[[ DATA SUPPLIED, beginning ]]
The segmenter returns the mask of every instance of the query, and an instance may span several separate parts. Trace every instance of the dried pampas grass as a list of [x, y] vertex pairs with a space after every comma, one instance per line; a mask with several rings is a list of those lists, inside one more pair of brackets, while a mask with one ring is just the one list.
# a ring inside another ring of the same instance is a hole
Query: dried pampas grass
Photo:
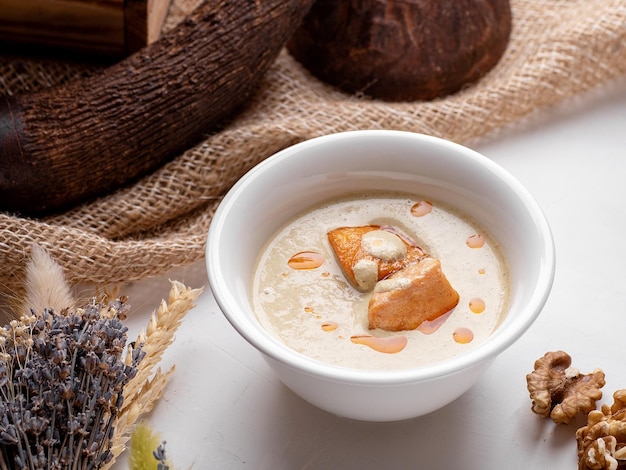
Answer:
[[ DATA SUPPLIED, end ]]
• **WORK TO BE COMPLETED**
Output the material above word for word. Leave out its images.

• **EXERCISE RESULT**
The segmenter returns the mask of every instance of the query, and an instance may span several separate parts. Trace every instance of the dried pampas grass as a list of [x, y] vertex pairs with a space after every comma, one instance per line; a mask with several rings is a list of those lists, inside one more pair of brackets, while a mask with one ring is just the one list.
# a ring inside another ring of the same instance is a hole
Query: dried pampas grass
Photo:
Answer:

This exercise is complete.